** GIVEN PROBLEM A **
Extract every line of the records below that contains the word "sheet", treating case as significant.

** TEXT **
··········

By Archbishop Mark Coleridge
Throughout the Western world it’s now clear that government is becoming increasingly difficult, with traditional major parties losing support, the centre being harder to hold and the extremes of left or right gaining ground. Instability has become the order of the day, with more frequent minority governments and elections. Queensland is no exception to this.
It’s likely that the forthcoming election will resolve little or show much of a shift from the prevailing pattern. It will be hard for either major party to win government without entering into a coalition fraught with compromise and complexity. We may well end up with another minority government which will depend upon minority groups and individuals to legislate.
Governments now also find themselves in a situation where the decisions they need to make for the good of the state or the nation are decisions which will lose them power. In order to win and retain power, they need to make other decisions which are not necessarily in the best interests of the state or nation. In such a situation, tactics tend to matter more than policy; and the moral vision required for good policy-making begins to blur.

··········

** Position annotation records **
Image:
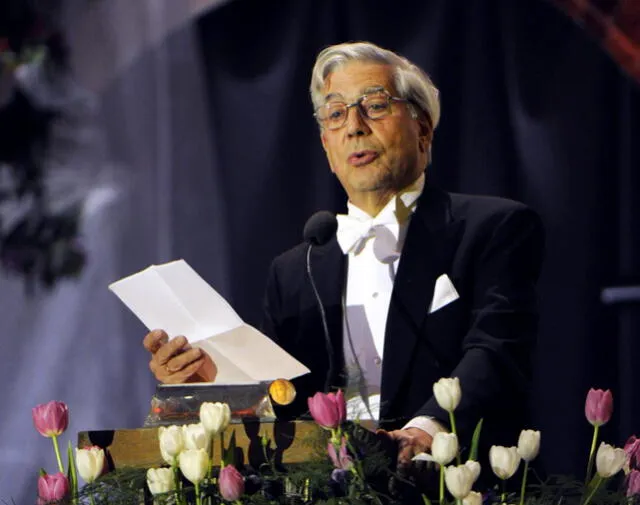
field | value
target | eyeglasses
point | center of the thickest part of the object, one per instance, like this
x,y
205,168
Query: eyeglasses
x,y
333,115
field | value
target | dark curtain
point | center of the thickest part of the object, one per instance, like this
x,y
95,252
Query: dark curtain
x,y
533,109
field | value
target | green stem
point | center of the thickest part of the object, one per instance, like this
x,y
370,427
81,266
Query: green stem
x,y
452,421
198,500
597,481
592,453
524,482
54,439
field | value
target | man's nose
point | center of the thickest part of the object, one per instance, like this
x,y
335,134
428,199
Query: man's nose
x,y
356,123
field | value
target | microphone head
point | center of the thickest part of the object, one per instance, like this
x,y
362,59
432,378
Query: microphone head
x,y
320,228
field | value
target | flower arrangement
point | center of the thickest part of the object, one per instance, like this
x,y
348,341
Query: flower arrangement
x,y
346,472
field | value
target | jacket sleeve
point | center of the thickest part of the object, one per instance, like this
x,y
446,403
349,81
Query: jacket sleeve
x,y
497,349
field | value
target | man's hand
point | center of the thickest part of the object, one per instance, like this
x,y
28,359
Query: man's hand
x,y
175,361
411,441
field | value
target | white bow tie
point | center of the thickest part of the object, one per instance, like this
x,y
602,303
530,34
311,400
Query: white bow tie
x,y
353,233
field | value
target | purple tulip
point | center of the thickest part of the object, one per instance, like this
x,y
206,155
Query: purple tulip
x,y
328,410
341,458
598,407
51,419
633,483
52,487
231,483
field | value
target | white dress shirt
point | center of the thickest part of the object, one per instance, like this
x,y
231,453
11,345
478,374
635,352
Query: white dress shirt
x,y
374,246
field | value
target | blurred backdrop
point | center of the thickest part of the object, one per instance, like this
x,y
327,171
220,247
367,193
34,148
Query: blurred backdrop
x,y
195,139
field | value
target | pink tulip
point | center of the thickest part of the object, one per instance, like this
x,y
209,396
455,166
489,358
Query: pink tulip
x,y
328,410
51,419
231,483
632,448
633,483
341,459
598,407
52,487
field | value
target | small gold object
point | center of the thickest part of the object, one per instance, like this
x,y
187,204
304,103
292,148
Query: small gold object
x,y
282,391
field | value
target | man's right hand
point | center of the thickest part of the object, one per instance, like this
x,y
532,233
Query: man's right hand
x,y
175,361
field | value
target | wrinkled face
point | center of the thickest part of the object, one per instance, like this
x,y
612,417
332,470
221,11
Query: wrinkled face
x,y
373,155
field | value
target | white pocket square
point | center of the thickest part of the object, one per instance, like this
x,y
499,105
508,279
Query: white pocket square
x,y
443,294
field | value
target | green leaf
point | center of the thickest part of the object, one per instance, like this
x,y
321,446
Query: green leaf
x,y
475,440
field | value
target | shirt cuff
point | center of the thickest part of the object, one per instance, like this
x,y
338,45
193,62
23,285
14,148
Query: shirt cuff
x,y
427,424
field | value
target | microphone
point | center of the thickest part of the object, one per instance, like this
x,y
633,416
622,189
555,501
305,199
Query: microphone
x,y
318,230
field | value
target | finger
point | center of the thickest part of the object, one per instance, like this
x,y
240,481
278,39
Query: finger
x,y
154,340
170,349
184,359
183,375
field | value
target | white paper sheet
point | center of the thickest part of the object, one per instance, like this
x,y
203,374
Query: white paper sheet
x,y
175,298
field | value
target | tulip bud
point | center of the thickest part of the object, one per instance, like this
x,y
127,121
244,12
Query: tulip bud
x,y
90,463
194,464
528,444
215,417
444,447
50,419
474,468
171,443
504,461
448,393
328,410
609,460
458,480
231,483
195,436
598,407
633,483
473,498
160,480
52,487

··········

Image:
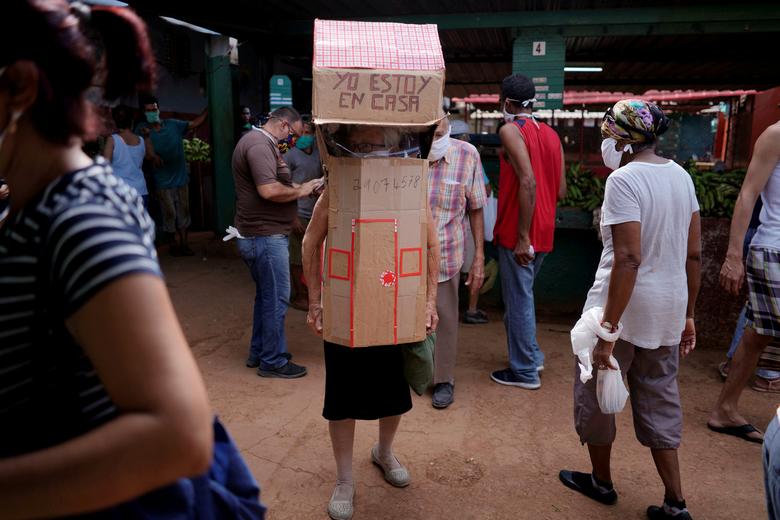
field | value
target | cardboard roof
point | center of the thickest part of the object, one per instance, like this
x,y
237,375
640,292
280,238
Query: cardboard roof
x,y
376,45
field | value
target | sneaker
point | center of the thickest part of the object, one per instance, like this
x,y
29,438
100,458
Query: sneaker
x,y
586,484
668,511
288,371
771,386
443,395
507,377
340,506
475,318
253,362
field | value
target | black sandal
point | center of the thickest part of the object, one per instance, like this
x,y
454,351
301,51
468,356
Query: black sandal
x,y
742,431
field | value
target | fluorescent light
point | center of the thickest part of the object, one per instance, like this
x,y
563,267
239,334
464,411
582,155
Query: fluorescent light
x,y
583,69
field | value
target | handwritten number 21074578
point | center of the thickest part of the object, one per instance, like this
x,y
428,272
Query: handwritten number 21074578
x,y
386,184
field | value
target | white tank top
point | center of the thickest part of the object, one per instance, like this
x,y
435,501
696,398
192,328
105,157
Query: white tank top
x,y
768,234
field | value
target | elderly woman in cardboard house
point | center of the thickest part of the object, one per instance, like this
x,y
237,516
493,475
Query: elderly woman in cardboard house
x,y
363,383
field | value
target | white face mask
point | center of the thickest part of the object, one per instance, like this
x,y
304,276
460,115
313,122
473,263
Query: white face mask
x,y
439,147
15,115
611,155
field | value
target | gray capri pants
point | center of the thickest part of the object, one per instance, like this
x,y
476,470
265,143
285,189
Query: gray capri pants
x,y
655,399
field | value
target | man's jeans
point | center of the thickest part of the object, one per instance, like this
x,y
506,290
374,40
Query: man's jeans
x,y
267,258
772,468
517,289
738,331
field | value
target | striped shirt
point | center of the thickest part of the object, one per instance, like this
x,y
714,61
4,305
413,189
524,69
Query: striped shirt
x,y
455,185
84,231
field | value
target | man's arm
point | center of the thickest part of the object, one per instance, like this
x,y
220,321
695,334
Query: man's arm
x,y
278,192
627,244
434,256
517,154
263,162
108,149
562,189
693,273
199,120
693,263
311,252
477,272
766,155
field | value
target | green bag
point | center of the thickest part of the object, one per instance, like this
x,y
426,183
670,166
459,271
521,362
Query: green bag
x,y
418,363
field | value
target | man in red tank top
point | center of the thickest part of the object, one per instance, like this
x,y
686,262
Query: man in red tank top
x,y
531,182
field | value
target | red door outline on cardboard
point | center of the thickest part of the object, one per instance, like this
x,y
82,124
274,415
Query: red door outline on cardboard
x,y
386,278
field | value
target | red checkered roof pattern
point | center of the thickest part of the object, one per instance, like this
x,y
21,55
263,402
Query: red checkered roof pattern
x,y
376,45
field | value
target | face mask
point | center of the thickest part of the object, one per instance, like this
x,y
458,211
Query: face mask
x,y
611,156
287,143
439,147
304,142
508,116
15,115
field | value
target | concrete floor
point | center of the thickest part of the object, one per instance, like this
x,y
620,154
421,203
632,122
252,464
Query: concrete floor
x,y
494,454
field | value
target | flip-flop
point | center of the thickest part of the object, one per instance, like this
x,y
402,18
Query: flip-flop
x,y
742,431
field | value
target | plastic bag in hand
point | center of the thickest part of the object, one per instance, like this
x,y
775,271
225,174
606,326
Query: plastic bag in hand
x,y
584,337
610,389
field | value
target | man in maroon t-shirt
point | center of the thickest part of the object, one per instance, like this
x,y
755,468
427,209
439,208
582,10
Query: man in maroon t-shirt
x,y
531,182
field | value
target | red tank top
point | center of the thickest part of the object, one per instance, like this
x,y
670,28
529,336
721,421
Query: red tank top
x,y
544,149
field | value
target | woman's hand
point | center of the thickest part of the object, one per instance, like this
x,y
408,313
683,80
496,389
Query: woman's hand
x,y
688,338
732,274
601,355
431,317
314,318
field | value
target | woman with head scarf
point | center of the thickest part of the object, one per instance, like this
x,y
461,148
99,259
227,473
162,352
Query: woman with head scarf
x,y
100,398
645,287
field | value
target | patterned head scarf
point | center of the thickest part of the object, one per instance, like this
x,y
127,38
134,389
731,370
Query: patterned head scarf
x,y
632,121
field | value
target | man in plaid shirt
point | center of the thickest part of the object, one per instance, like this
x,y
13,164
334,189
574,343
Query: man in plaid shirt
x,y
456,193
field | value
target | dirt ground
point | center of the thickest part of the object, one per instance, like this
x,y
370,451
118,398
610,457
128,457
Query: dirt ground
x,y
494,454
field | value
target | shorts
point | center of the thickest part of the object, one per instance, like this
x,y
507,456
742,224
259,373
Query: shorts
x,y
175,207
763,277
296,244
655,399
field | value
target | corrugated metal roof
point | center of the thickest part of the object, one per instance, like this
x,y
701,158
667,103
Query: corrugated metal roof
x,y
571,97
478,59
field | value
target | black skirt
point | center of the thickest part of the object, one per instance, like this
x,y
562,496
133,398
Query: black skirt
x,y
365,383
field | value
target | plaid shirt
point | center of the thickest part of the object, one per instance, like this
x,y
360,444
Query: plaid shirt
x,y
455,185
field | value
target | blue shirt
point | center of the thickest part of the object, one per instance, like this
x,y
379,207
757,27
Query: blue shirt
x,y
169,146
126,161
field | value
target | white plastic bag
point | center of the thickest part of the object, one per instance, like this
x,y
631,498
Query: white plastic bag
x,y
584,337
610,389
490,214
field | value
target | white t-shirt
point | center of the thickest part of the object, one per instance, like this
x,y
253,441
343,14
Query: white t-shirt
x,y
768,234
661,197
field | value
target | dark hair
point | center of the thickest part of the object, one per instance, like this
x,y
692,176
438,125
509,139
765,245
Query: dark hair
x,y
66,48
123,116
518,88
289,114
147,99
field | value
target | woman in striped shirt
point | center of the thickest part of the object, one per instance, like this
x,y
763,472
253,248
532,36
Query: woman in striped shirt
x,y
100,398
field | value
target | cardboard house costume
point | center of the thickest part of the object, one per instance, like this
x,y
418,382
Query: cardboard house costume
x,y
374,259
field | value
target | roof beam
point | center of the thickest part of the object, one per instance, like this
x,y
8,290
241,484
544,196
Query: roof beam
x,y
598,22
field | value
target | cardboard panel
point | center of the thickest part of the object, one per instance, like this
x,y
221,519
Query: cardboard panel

··········

** GIVEN PROBLEM B **
Transcribe the entire article on political instability above, word for word.

** FULL ANSWER A **
target | white paper sheet
Query: white paper sheet

** FULL ANSWER B **
By Archbishop Mark Coleridge
Throughout the Western world it’s now clear that government is becoming increasingly difficult, with traditional major parties losing support, the centre being harder to hold and the extremes of left or right gaining ground. Instability has become the order of the day, with more frequent minority governments and elections. Queensland is no exception to this.
It’s likely that the forthcoming election will resolve little or show much of a shift from the prevailing pattern. It will be hard for either major party to win government without entering into a coalition fraught with compromise and complexity. We may well end up with another minority government which will depend upon minority groups and individuals to legislate.
Governments now also find themselves in a situation where the decisions they need to make for the good of the state or the nation are decisions which will lose them power. In order to win and retain power, they need to make other decisions which are not necessarily in the best interests of the state or nation. In such a situation, tactics tend to matter more than policy; and the moral vision required for good policy-making begins to blur.